### TASK GOAL
Rewrite all of the lines below, replacing every "negative clicks" with "excluded clicks" and changing nothing else. Omit the pictures from your version.

----

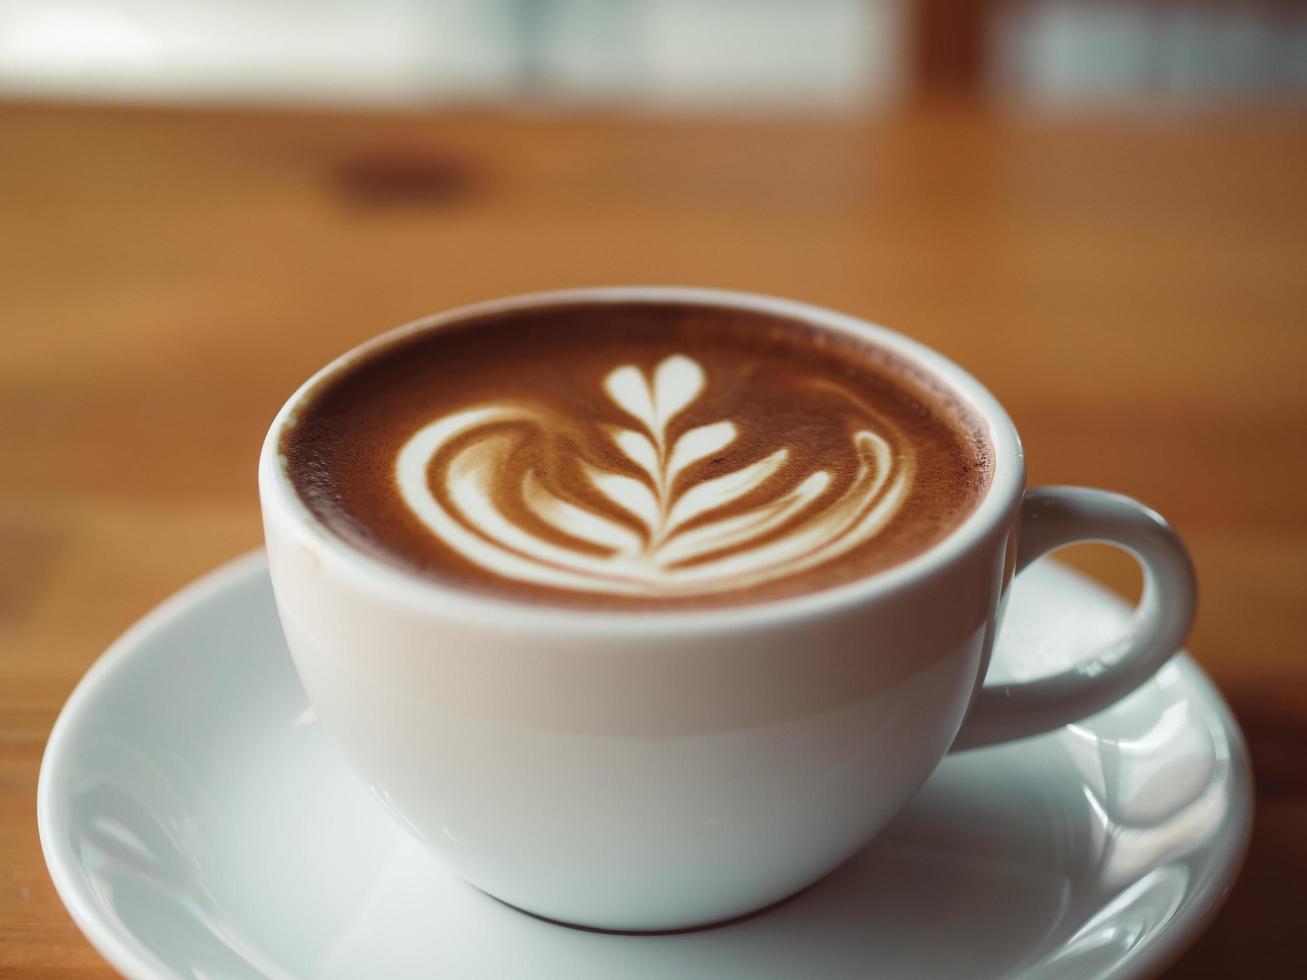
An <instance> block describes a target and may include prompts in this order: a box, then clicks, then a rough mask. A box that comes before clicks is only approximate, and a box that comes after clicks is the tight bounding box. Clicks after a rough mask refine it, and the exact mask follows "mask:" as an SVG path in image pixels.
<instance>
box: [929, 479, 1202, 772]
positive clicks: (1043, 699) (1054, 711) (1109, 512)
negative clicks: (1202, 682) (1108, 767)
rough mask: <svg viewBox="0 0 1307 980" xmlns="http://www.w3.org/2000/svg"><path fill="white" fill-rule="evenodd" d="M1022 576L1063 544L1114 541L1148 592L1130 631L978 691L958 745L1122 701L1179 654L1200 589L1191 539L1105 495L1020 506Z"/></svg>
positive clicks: (1188, 625) (1020, 572)
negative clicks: (1093, 648)
mask: <svg viewBox="0 0 1307 980" xmlns="http://www.w3.org/2000/svg"><path fill="white" fill-rule="evenodd" d="M1019 533H1021V538H1019V546H1018V549H1017V563H1016V574H1017V575H1019V574H1021V571H1022V568H1025V567H1026V566H1029V564H1030V563H1031V562H1034V561H1035V559H1036V558H1040V557H1042V555H1046V554H1048V553H1050V551H1053V550H1056V549H1059V547H1063V546H1065V545H1073V544H1077V542H1085V541H1102V542H1107V544H1110V545H1116V546H1117V547H1121V549H1124V550H1127V551H1129V553H1131V554H1133V555H1134V558H1136V559H1137V561H1138V563H1140V566H1141V567H1142V570H1144V595H1142V597H1141V598H1140V604H1138V606H1137V608H1136V610H1134V615H1133V618H1132V619H1131V623H1129V627H1128V629H1127V631H1125V634H1124V635H1123V636H1121V638H1119V639H1117V640H1115V642H1114V643H1111V644H1110V645H1107V647H1106V648H1104V649H1102V651H1100V652H1099V653H1097V655H1095V656H1094V657H1091V659H1089V660H1086V661H1084V662H1080V664H1077V665H1076V666H1073V668H1070V669H1068V670H1063V672H1061V673H1056V674H1051V676H1048V677H1040V678H1036V679H1033V681H1023V682H1016V683H995V685H985V686H984V687H982V689H980V691H979V693H978V695H976V698H975V702H974V703H972V706H971V711H970V713H968V715H967V717H966V721H965V723H963V725H962V730H961V733H959V734H958V738H957V740H955V741H954V743H953V749H954V750H957V749H975V747H980V746H984V745H992V743H995V742H1005V741H1009V740H1013V738H1026V737H1029V736H1034V734H1039V733H1042V732H1050V730H1052V729H1055V728H1060V727H1063V725H1067V724H1070V723H1073V721H1078V720H1080V719H1084V717H1086V716H1089V715H1093V713H1094V712H1097V711H1100V710H1102V708H1106V707H1107V706H1108V704H1111V703H1112V702H1116V700H1119V699H1121V698H1124V696H1125V695H1127V694H1129V693H1131V691H1133V690H1134V689H1136V687H1138V686H1140V685H1141V683H1144V682H1145V681H1146V679H1149V678H1150V677H1151V676H1153V674H1154V673H1155V672H1157V669H1158V668H1159V666H1162V664H1165V662H1166V661H1167V660H1170V659H1171V656H1174V655H1175V652H1176V651H1178V649H1179V648H1180V644H1182V643H1183V642H1184V638H1185V635H1187V634H1188V631H1189V625H1191V623H1192V622H1193V610H1195V605H1196V597H1197V589H1196V583H1195V578H1193V563H1192V562H1191V559H1189V553H1188V551H1187V550H1185V547H1184V542H1183V541H1180V538H1179V536H1178V534H1176V533H1175V531H1172V528H1171V525H1170V524H1167V523H1166V520H1165V519H1163V517H1162V515H1159V514H1158V512H1157V511H1154V510H1150V508H1149V507H1145V506H1144V504H1141V503H1140V502H1138V500H1133V499H1131V498H1129V497H1123V495H1121V494H1114V493H1108V491H1107V490H1091V489H1089V487H1080V486H1036V487H1031V489H1029V490H1027V491H1026V495H1025V500H1023V502H1022V504H1021V532H1019Z"/></svg>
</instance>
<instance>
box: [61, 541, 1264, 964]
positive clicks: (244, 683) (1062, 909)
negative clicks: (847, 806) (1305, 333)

----

### REPLY
An <instance> block describes a target and may include prompts in this order: a box, then clicks, then a rough mask. A box that comes before clicks is only approximate, and a box that comes after clicks is the tight bounding box. Clicks after a rough mask refine it, and the exact mask follows "mask:" as an SVG path in image pixels.
<instance>
box: [929, 479, 1202, 772]
positive clicks: (1043, 699) (1054, 711) (1109, 512)
excluded clicks: (1202, 682) (1108, 767)
rough mask: <svg viewBox="0 0 1307 980" xmlns="http://www.w3.org/2000/svg"><path fill="white" fill-rule="evenodd" d="M1022 576L1063 544L1114 541L1148 592L1130 631L978 691L958 745L1122 701L1179 654L1200 589L1191 539L1105 495L1020 506Z"/></svg>
positive clicks: (1188, 625) (1020, 572)
excluded clicks: (1093, 648)
mask: <svg viewBox="0 0 1307 980" xmlns="http://www.w3.org/2000/svg"><path fill="white" fill-rule="evenodd" d="M1019 533H1021V538H1019V546H1018V549H1017V563H1016V574H1017V575H1019V574H1021V571H1022V568H1025V567H1026V566H1029V564H1030V563H1031V562H1034V561H1035V559H1036V558H1040V557H1042V555H1046V554H1048V553H1050V551H1053V550H1056V549H1059V547H1063V546H1065V545H1073V544H1077V542H1085V541H1102V542H1107V544H1110V545H1116V546H1117V547H1121V549H1124V550H1127V551H1129V553H1131V554H1133V555H1134V558H1136V559H1137V561H1138V563H1140V566H1141V567H1142V570H1144V595H1142V597H1141V598H1140V604H1138V606H1137V608H1136V610H1134V615H1133V618H1132V619H1131V623H1129V627H1128V629H1127V631H1125V634H1124V635H1123V636H1121V638H1119V639H1117V640H1115V642H1114V643H1111V644H1110V645H1107V647H1106V648H1104V649H1102V651H1100V652H1099V653H1097V655H1095V656H1094V657H1091V659H1089V660H1086V661H1084V662H1080V664H1077V665H1076V666H1073V668H1070V669H1068V670H1063V672H1061V673H1056V674H1051V676H1048V677H1040V678H1036V679H1033V681H1023V682H1016V683H995V685H985V686H984V687H982V689H980V691H979V693H978V695H976V698H975V702H974V703H972V706H971V711H970V713H968V715H967V717H966V721H965V723H963V725H962V730H961V733H959V734H958V738H957V740H955V741H954V743H953V749H954V750H957V749H975V747H980V746H984V745H992V743H995V742H1005V741H1009V740H1013V738H1026V737H1029V736H1034V734H1039V733H1042V732H1050V730H1052V729H1055V728H1060V727H1063V725H1067V724H1070V723H1073V721H1078V720H1080V719H1084V717H1086V716H1089V715H1093V713H1094V712H1097V711H1100V710H1102V708H1106V707H1107V706H1108V704H1111V703H1112V702H1116V700H1119V699H1121V698H1124V696H1125V695H1127V694H1129V693H1131V691H1133V690H1134V689H1136V687H1138V686H1140V685H1141V683H1144V682H1145V681H1146V679H1149V678H1150V677H1151V676H1153V674H1154V673H1155V672H1157V669H1158V668H1159V666H1162V664H1165V662H1166V661H1167V660H1170V659H1171V656H1174V655H1175V652H1176V651H1178V649H1179V648H1180V644H1182V643H1183V642H1184V638H1185V635H1187V634H1188V631H1189V625H1191V623H1192V622H1193V610H1195V605H1196V597H1197V589H1196V583H1195V578H1193V563H1192V562H1191V559H1189V553H1188V551H1187V550H1185V547H1184V542H1183V541H1180V538H1179V536H1178V534H1176V533H1175V531H1172V528H1171V525H1170V524H1167V523H1166V520H1165V519H1163V517H1162V515H1159V514H1158V512H1157V511H1154V510H1150V508H1149V507H1145V506H1144V504H1141V503H1140V502H1138V500H1133V499H1131V498H1129V497H1123V495H1121V494H1114V493H1108V491H1107V490H1091V489H1089V487H1080V486H1036V487H1031V489H1029V490H1027V491H1026V495H1025V500H1023V502H1022V504H1021V532H1019Z"/></svg>
</instance>
<instance>
box: [61, 541, 1264, 964]
positive clicks: (244, 683) (1062, 909)
excluded clicks: (847, 806) (1305, 333)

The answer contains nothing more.